**What you will do**
Reproduce exactly, and only, the lines running from the start of the entries below to the line containing "Segment every instance of the red".

Stored items
_ _ _ _
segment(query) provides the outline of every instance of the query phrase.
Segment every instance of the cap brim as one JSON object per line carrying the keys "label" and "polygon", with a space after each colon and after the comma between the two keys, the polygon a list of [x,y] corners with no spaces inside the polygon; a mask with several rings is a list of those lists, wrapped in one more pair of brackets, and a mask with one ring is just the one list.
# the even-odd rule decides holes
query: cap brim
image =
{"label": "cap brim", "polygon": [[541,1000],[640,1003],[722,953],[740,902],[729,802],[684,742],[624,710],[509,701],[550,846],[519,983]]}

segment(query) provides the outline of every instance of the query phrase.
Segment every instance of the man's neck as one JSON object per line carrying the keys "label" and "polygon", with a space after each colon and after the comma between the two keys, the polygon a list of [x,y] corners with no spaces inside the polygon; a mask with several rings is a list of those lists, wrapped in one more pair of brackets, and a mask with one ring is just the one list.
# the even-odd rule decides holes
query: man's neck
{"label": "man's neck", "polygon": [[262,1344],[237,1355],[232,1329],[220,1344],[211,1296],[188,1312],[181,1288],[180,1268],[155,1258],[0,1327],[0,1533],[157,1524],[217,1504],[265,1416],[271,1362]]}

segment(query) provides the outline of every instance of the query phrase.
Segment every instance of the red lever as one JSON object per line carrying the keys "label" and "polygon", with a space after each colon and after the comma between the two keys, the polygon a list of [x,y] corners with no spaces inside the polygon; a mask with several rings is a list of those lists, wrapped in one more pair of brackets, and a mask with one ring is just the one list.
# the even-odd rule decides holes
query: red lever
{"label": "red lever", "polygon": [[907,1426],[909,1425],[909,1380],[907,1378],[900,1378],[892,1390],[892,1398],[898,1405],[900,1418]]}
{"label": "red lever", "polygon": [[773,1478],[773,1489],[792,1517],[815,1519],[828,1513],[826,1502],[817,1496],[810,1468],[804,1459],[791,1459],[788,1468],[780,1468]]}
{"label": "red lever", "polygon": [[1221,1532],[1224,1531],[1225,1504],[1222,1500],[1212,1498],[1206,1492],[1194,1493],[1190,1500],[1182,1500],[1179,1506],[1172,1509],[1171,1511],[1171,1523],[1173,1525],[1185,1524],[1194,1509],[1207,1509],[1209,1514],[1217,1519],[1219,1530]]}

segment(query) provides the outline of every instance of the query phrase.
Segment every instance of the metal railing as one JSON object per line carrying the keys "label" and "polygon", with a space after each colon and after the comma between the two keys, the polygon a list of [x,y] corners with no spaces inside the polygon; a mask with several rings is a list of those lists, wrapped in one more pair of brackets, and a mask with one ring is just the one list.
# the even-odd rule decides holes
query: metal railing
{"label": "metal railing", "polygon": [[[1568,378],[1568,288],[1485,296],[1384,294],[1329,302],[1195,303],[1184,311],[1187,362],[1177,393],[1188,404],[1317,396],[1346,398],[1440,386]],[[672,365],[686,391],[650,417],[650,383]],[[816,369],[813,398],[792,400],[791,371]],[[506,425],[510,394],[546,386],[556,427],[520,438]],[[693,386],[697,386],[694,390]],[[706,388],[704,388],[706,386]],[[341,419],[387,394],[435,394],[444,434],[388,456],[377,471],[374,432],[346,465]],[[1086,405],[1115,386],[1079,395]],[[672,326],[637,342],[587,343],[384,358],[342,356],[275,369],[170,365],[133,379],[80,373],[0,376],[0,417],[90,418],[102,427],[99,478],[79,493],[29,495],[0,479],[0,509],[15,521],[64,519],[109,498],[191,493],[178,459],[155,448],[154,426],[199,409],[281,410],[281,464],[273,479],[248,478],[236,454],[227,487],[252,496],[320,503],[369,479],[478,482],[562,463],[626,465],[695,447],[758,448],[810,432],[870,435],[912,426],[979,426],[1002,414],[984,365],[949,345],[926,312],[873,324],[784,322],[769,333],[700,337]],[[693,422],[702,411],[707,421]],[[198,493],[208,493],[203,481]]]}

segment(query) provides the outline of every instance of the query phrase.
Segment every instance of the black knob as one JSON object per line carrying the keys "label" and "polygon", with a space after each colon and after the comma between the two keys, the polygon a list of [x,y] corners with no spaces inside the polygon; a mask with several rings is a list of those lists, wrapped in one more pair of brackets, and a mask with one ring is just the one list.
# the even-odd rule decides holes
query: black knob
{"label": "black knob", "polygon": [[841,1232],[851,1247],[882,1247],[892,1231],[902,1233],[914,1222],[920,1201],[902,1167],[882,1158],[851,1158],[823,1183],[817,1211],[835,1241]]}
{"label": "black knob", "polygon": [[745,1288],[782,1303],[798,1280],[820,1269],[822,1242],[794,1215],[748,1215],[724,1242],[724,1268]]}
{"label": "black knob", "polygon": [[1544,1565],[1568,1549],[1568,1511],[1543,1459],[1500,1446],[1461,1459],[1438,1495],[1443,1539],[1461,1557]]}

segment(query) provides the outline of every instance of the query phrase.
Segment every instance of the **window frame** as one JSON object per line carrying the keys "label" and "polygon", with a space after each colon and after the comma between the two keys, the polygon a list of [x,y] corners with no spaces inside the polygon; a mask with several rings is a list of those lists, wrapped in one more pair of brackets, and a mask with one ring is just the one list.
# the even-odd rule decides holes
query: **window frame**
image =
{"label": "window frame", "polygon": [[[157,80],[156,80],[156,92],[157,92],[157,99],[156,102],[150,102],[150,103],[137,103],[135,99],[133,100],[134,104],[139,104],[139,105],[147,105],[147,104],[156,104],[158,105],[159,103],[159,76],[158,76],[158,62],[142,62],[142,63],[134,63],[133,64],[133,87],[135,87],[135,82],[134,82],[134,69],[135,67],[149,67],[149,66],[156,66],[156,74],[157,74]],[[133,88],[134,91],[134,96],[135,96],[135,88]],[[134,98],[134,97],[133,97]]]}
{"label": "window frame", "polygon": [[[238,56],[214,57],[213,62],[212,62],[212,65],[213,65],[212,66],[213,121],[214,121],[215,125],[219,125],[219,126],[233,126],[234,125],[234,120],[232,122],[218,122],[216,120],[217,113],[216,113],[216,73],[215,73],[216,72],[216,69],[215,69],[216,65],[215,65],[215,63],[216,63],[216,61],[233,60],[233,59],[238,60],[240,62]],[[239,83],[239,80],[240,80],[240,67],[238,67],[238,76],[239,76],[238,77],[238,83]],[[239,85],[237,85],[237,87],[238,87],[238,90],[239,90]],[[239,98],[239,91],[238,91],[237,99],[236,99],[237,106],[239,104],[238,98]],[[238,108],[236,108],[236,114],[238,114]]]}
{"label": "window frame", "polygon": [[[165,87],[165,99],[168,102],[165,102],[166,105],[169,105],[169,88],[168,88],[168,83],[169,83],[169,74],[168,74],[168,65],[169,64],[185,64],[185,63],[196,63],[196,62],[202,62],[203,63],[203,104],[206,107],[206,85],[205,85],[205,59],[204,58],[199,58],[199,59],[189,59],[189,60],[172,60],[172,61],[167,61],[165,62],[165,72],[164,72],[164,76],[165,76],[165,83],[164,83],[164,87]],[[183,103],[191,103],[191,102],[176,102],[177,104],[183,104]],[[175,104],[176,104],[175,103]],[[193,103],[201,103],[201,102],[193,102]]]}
_ _ _ _
**Output for this task**
segment(query) provides the outline of every instance of the query phrase.
Segment every instance of the cap brim as one JSON object per line carrying the keys "label" and "polygon", with a space after each colon and after the comma between the two keys, the polygon a list of [x,y] corners with no spaces inside the polygon; a mask with several rings is a list of those lists, wrapped in one more pair of brackets, and a mask with one ring is just the one list.
# the even-odd rule decides holes
query: cap brim
image =
{"label": "cap brim", "polygon": [[541,1000],[640,1003],[722,953],[740,902],[729,802],[684,742],[624,710],[509,701],[550,846],[519,983]]}

segment(query) provides the outline of every instance of the query phrase.
Segment every instance of the man's neck as one JSON object per line carrying the keys "label" and "polygon", with a space after each colon and after the comma between the two keys, the polygon a list of [x,y] corners with no spaces inside the polygon; a mask with several rings is a list of those lists, wrapped in one more pair of brackets, and a mask with one ring is just the one list.
# the even-odd rule decides holes
query: man's neck
{"label": "man's neck", "polygon": [[262,1344],[237,1355],[232,1329],[220,1344],[211,1296],[188,1312],[181,1288],[180,1268],[155,1258],[0,1327],[0,1533],[157,1524],[217,1504],[265,1416],[271,1362]]}

segment(query) provides the outline of every instance of the query phrase.
Segment every instance of the red lever as one JSON object per line carrying the keys "label" and "polygon", with a space after each colon and after the comma between the two keys, the polygon a list of [x,y] corners with no spaces inside the polygon; a mask with several rings is a list of those lists, wrapped in one more pair of brackets, and a mask with one ring is just the one list.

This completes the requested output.